### Stated problem A
Convert the rows, starting with the line that contains "TARGET = sky" and running through the last of the rows, into a numbered list that skips blank lines and leaves out the pictures.

Black college national co-champion
- Conference: Central Intercollegiate Athletic Association
- Record: 8–1 (6–1 CIAA)
- Head coach: Hornsby Howell (1st season);
- Home stadium: World War Memorial Stadium

= 1968 North Carolina A&T Aggies football team =

American college football season

The 1968 North Carolina A&T College Aggies football team represented the Agricultural and Technical College of North Carolina—now known as North Carolina A&T State University—as a member of the Central Intercollegiate Athletic Association (CIAA) during the 1968 NCAA College Division football season. The team was led by first-year head coach Hornsby Howell and played their home games at World War Memorial Stadium in Greensboro, North Carolina. The Aggies finished the season 8–1 overall and 6–1 in conference play, placing second in the CIAA. North Carolina A&T won its first black college football national championship.

==Previous season==
In the previous season, the Aggies finished the season 3–5–1. The aggies lost conference games against: Norfolk, Maryland Eastern Shore, Morgan State and FAMU.

### Entries from a point annotation set
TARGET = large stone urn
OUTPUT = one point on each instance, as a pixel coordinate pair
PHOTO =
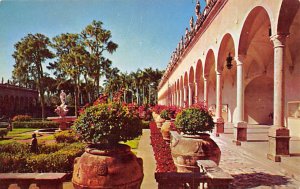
(108, 168)
(187, 149)
(165, 130)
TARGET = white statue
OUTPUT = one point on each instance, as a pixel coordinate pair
(62, 110)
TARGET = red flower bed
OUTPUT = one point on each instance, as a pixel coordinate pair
(162, 151)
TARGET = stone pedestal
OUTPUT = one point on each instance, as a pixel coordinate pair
(240, 132)
(279, 139)
(219, 126)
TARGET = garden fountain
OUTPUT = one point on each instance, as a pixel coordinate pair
(62, 111)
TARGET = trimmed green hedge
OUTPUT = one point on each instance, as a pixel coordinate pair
(3, 133)
(36, 124)
(16, 157)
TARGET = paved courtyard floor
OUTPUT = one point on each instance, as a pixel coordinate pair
(248, 163)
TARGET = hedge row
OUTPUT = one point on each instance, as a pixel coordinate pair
(36, 124)
(3, 132)
(68, 136)
(15, 157)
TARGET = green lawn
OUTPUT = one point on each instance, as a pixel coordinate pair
(18, 131)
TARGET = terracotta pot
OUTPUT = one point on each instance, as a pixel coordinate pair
(103, 167)
(165, 130)
(187, 149)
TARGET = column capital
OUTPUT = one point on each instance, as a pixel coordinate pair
(191, 84)
(278, 40)
(240, 59)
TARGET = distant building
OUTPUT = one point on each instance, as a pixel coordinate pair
(16, 100)
(242, 59)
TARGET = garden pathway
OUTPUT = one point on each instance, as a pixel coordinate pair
(146, 153)
(249, 166)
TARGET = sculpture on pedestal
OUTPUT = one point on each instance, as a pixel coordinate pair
(62, 110)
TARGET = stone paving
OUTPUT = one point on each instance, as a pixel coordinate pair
(252, 170)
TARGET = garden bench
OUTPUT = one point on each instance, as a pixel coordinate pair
(24, 180)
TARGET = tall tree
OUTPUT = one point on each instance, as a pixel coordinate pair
(30, 52)
(72, 58)
(98, 40)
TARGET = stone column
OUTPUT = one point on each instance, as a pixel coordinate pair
(219, 119)
(240, 127)
(191, 85)
(185, 96)
(206, 91)
(279, 136)
(196, 92)
(181, 98)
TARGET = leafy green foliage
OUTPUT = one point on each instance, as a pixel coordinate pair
(30, 52)
(35, 124)
(22, 118)
(16, 157)
(68, 136)
(193, 121)
(108, 123)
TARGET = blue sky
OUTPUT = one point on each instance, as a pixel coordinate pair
(147, 31)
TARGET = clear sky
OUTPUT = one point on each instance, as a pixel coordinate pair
(147, 31)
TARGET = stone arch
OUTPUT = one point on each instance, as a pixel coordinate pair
(210, 75)
(287, 13)
(257, 19)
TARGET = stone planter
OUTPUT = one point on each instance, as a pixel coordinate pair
(159, 121)
(165, 130)
(108, 168)
(187, 149)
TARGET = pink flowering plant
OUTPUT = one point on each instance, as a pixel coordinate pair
(108, 123)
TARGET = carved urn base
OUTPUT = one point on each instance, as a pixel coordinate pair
(165, 130)
(104, 167)
(187, 149)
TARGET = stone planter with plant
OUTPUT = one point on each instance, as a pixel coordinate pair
(165, 128)
(106, 163)
(193, 143)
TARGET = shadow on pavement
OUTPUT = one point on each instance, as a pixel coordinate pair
(258, 179)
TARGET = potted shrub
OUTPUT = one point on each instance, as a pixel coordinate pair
(193, 143)
(106, 163)
(165, 128)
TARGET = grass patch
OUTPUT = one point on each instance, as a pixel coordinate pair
(22, 136)
(48, 137)
(17, 131)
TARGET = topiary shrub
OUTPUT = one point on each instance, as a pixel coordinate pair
(108, 123)
(193, 121)
(22, 118)
(68, 136)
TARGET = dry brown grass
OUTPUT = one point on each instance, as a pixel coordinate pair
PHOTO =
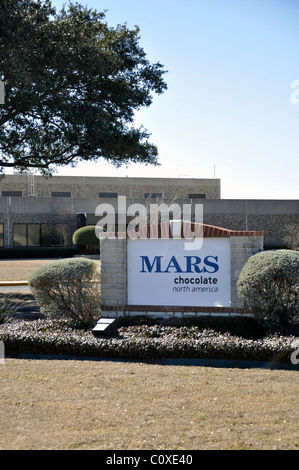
(21, 269)
(50, 404)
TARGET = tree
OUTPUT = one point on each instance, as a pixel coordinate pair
(72, 86)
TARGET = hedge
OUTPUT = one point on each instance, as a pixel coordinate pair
(52, 337)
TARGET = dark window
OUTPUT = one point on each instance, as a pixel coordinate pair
(197, 196)
(12, 194)
(61, 194)
(108, 195)
(54, 235)
(152, 195)
(20, 235)
(40, 235)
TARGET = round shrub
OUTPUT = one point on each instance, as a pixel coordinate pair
(269, 286)
(68, 288)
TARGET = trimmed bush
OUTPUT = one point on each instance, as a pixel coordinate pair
(269, 286)
(68, 288)
(141, 343)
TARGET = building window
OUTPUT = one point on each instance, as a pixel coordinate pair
(54, 235)
(153, 195)
(108, 195)
(12, 194)
(1, 235)
(20, 235)
(197, 196)
(61, 194)
(40, 235)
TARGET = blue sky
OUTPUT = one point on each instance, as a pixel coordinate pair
(228, 108)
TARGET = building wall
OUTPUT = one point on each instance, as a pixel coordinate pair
(89, 187)
(271, 216)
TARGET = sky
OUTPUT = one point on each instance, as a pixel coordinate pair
(230, 111)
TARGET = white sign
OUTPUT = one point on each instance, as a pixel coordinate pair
(163, 272)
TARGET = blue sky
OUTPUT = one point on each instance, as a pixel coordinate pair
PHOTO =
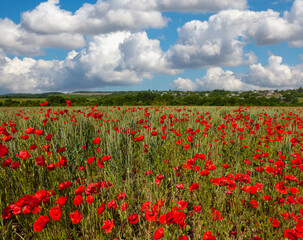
(113, 45)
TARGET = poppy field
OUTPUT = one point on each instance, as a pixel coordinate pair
(151, 173)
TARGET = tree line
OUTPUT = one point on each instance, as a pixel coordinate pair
(169, 98)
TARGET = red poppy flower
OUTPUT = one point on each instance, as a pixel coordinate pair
(76, 217)
(61, 201)
(254, 203)
(182, 204)
(299, 227)
(159, 233)
(281, 188)
(108, 225)
(194, 186)
(6, 162)
(14, 165)
(180, 186)
(41, 223)
(78, 200)
(51, 167)
(101, 208)
(105, 158)
(24, 154)
(208, 236)
(151, 215)
(204, 172)
(38, 132)
(183, 237)
(55, 213)
(97, 140)
(90, 160)
(124, 206)
(65, 185)
(133, 218)
(90, 199)
(274, 222)
(197, 208)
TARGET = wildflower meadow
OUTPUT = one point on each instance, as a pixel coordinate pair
(151, 173)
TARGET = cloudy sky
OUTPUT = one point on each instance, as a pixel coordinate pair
(113, 45)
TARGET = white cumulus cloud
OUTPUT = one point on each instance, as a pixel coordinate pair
(120, 58)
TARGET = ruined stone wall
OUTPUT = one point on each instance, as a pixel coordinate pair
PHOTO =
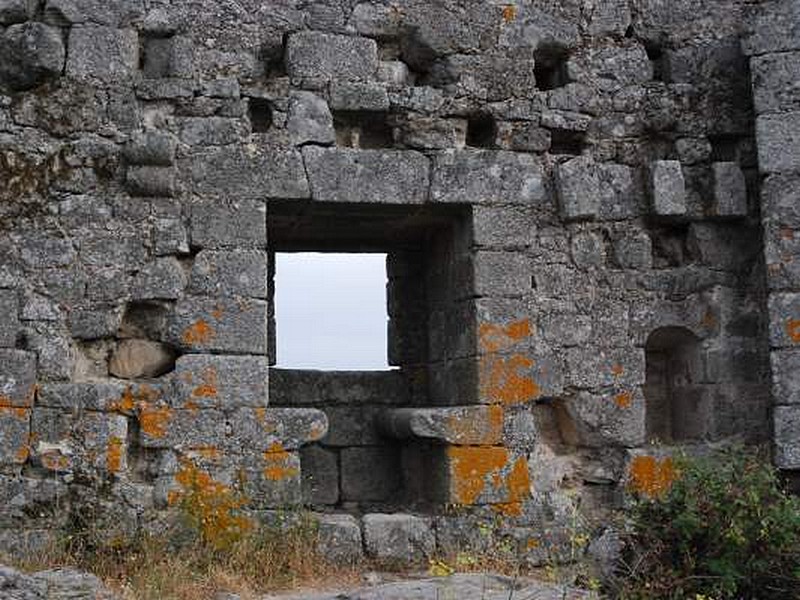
(568, 193)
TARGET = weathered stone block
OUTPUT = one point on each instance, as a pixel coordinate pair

### Stated problem B
Answer these questions about the football team article:
(i) Who was the head coach of the 1968 team?
(ii) What was the Aggies' record in the previous season?
(iii) Against which teams did the Aggies lose conference games in the previous season?

### Complete answer A
1. TARGET = sky
2. OUTPUT = one point on each instance, as a pixel coordinate pair
3. (230, 111)
4. TARGET = white sign
5. OUTPUT = one point on each instance, as a pixel coordinate pair
6. (163, 272)
7. TARGET = blue sky
8. OUTPUT = one point on each instance, as a pixel coordinate pair
9. PHOTO =
10. (113, 45)
11. TARGET = poppy field
12. OUTPUT = one point on each instance, as a pixel coordinate pair
13. (151, 173)
14. TARGET = tree line
15. OUTPUT = one point on each instance, as a pixel coordinate pair
16. (169, 98)
17. TARGET = red poppy flower
18. OUTPUT = one point on each instance, as a pixel coordinate pair
19. (76, 217)
20. (61, 201)
21. (254, 203)
22. (182, 204)
23. (299, 227)
24. (159, 233)
25. (281, 188)
26. (108, 225)
27. (194, 186)
28. (6, 162)
29. (14, 165)
30. (180, 186)
31. (41, 223)
32. (78, 200)
33. (51, 167)
34. (101, 208)
35. (105, 158)
36. (24, 154)
37. (208, 236)
38. (151, 215)
39. (204, 172)
40. (38, 132)
41. (183, 237)
42. (55, 213)
43. (97, 140)
44. (90, 160)
45. (124, 206)
46. (65, 185)
47. (133, 218)
48. (90, 199)
49. (274, 222)
50. (197, 208)
51. TARGET = wildflower meadow
52. OUTPUT = one point on each instance, as a pixel coordinate pair
53. (151, 173)
54. TARGET = cloudy sky
55. OUTPUT = one point on each instance, as a pixel coordinate pair
56. (113, 45)
57. TARGET = white cumulus cloud
58. OUTPUT = one point on each instance, as a pixel coordinate pair
59. (120, 58)
60. TARGET = ruined stone wall
61. OUTPUT = one point on each instance, as a pixel coordinate pair
62. PHOTO =
63. (568, 193)
64. TARGET = weathered stone block
65. OUTPUT = one point on each instance, as a pixel coordinate pair

### Complete answer B
(i) Hornsby Howell
(ii) 3–5–1
(iii) Norfolk, Maryland Eastern Shore, Morgan State and FAMU